** Extracted data **

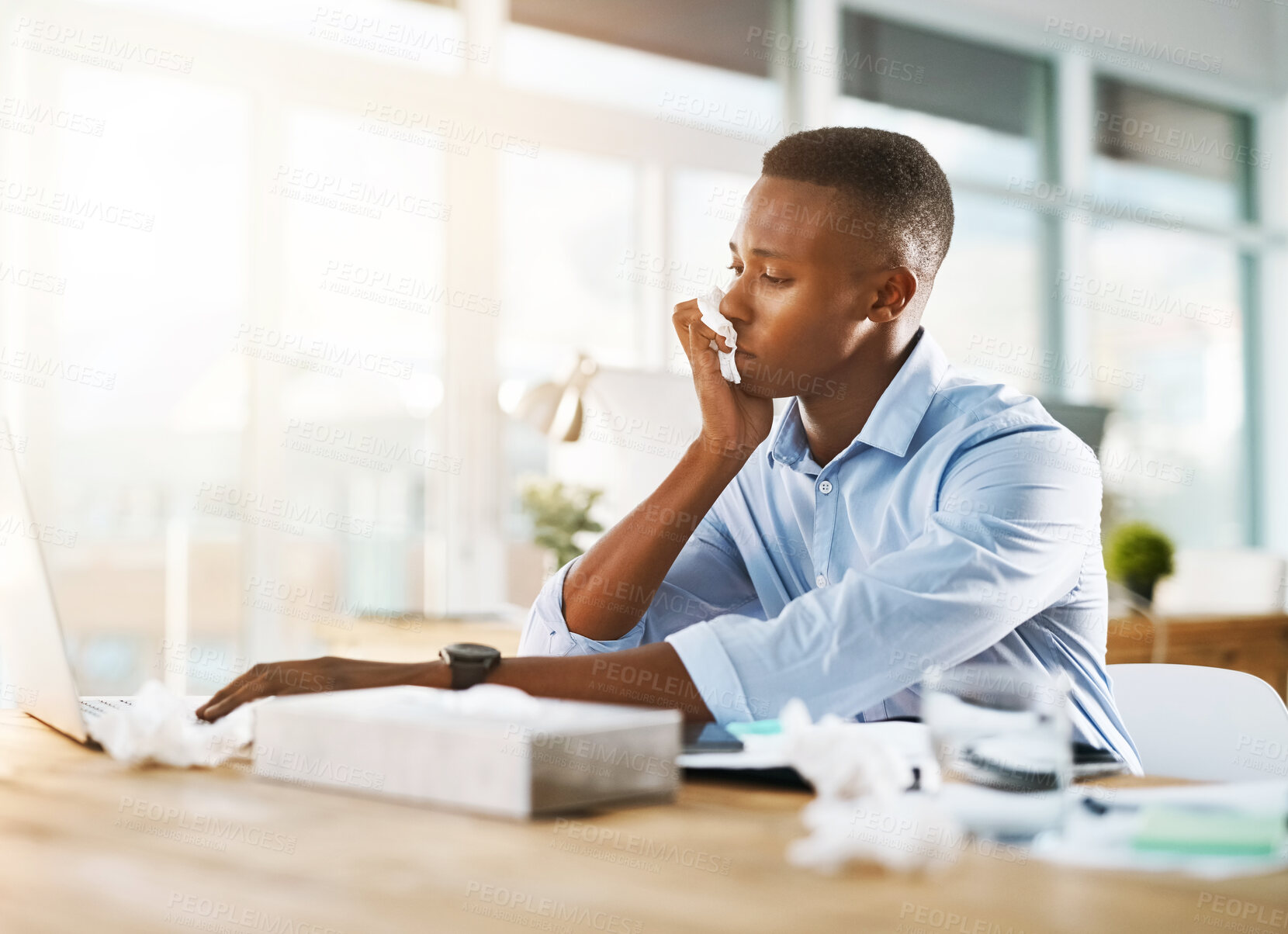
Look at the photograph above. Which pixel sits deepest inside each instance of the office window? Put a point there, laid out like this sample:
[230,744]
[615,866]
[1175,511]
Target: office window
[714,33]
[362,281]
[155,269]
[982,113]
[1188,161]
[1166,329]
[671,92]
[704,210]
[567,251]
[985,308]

** Stated problem **
Can you reproduce all of the data above word for word, leaving out the pictures?

** Problem solution **
Look at the photograph above. Which pixel sits deepest inside each instance of the office window? Put a point there, laid out like this sample:
[230,744]
[615,866]
[1175,511]
Target: office window
[714,33]
[362,281]
[155,269]
[982,113]
[1188,161]
[1166,329]
[671,92]
[704,210]
[567,251]
[985,308]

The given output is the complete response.